● Texte fourni:
-*-*-
Kaddour nous raconte finalement l'histoire d'une équipe de cinéma (américaine of course) qui va débarquer dans la petite société coloniale et remettre en cause un système. Dit comme ça, je suis déjà conquise, et encore plus quand l'auteur nous parle des femmes qui articulent le roman. Il cite particulièrement Rania, une veuve de guerre dont il nous raconte qu'elle s'est imposée à l'écriture, (on adore quand un auteur ne choisit pas tout dans son roman). Et quand Kaddour enchaîne sur Gabrielle Conti, géniale journaliste de l'entre-deux guerres, femme libérée et assumée, il se passe quelque chose...Parce qu'entendre un romancier masculin de presque 70 ans, qui a enseigné dans des établissements prestigieux, nous mettre des femmes d'avant-garde sur un piédestal, c'est se dire que malgré tout, quelque chose a bougé à un moment. A quelques jours du 11 octobre, punaise que ça fait du bien.
Sans compter que Kaddour, il paraît connaître parfaitement son sujet, la période et ses complexités. Il semble dénouer les subtilités de l'histoire (qu'on n'apprend pas spécialement dans le secondaire). Et quand il dit "je cherchais quelque chose de pas ordinaire mais qui reste vrai"...c'est exactement ce que je cherche en littérature: cette probabilité extraordinaire qui rend le lecteur heureux. Busnel conclut en demandant si Les Prépondérants constitue une chronique sur le désenchantement, mais peut-on raisonnablement ne pas lier le désenchantement aux années 20?...(et aux notres sans doute)
En transition, je me réjouis de la discussion entre les auteurs au sujet de leurs personnages: ceux qui s'imposent, ceux qui sont nécessaires, ceux qui mènent l'histoire, ceux qui sont les encadrent, et j'aime particulièrement le propos de Mabanckou sur l'utilité indispensable du personnage secondaire, sans qui le héros ne peut exister...des discussion comme celle-là, on en voudrait tous les jours.

Enfin on termine avec
James McBride, oreillette, chapeau mou, gros noeud papillon, anneau dans l'oreille et bouc soigné. Des yeux de petits garçons et une élégance irrévérencieuse... "
un livre génial et magnifiquement écrit" nous vend Busnel (pour changer) au sujet de
l'Oiseau du Bon Dieu chez Gallmeister. On notera l'effort de McBride de parler français (pas si fréquent et totalement respectueux), et même si on apprécie que Busnel lui conseille de repasser à l'anglais pour être compréhensible, on se dit qu'on est vraiment gâtés ce soir. Et oui, encore un orphelin et une histoire de ségrégation raciale. Un orphelin qui est en plus menteur, voleur, buveur, volage bref, un anti-héros du livre: et tout de suite forcément, surtout quand on se considère comme chef de loose, on se dit "
-*-*-
[Enregistrements d'étiquetage de lieux]

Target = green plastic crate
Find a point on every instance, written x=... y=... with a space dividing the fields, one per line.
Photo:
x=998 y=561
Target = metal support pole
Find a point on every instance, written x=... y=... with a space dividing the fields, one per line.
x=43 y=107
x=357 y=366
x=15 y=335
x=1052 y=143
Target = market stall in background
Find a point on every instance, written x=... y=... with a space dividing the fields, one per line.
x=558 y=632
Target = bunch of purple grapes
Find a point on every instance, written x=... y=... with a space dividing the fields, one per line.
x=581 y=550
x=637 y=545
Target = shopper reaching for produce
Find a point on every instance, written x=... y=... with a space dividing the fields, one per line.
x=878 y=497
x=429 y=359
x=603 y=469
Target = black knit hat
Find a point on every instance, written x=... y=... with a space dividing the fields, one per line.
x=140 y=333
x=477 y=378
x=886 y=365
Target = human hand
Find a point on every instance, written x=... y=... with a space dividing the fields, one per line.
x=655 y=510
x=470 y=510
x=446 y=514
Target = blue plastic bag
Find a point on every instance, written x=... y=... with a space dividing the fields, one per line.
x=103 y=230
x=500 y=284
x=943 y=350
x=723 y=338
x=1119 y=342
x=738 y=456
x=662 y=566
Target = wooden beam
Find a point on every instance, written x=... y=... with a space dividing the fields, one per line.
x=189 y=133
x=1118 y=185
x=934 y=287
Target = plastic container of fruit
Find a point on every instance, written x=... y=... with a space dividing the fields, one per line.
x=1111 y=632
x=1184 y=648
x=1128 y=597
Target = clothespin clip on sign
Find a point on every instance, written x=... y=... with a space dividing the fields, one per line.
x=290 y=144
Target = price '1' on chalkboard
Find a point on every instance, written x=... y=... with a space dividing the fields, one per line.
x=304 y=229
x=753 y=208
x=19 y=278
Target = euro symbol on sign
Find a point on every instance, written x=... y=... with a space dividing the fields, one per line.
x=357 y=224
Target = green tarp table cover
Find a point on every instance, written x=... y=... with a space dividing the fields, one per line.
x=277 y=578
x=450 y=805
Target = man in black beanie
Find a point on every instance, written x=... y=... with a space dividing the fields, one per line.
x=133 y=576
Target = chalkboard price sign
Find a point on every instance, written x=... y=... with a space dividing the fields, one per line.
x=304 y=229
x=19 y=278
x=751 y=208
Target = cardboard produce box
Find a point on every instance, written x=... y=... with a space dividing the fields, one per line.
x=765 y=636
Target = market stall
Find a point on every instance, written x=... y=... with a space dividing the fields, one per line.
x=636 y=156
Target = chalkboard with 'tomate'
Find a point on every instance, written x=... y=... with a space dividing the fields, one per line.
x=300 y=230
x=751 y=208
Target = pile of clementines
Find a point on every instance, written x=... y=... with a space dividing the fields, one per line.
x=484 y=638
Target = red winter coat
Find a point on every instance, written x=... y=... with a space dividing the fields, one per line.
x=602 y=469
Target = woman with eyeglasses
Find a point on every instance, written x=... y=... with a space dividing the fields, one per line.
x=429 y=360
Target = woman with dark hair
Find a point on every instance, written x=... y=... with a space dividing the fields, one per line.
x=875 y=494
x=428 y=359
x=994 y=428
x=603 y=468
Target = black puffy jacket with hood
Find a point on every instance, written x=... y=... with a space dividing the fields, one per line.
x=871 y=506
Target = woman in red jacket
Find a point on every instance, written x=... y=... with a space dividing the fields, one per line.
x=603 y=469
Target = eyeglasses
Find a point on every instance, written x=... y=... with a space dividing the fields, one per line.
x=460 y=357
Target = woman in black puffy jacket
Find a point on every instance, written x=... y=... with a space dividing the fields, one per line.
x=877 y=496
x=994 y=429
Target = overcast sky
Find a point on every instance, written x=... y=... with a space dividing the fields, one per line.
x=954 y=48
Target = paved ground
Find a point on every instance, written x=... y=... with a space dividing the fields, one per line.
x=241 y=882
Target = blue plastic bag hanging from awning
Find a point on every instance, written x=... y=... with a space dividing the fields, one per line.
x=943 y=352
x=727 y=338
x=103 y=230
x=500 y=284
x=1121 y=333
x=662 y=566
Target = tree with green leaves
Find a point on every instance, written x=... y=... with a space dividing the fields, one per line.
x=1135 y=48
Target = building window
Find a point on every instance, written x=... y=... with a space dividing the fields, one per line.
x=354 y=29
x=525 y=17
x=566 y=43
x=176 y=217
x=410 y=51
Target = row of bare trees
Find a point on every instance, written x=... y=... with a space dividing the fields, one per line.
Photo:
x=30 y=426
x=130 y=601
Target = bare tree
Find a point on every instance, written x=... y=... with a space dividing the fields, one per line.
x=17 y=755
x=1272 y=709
-*-*-
● Consigne A: Résumez le texte fourni en deux phrases.
● Consigne B: D'après le texte fourni, qui est Gabrielle Conti ?

● Réponse A: Kaddour présente un roman où une équipe de cinéma américaine débarque dans une petite société coloniale et remet en cause un système, en insistant sur les femmes qui l'articulent, comme Rania et Gabrielle Conti. James McBride parle ensuite de L'Oiseau du Bon Dieu, paru chez Gallmeister, une histoire de ségrégation raciale centrée sur un orphelin anti-héros.

● Réponse B: C'est une géniale journaliste de l'entre-deux-guerres, une femme libérée et assumée.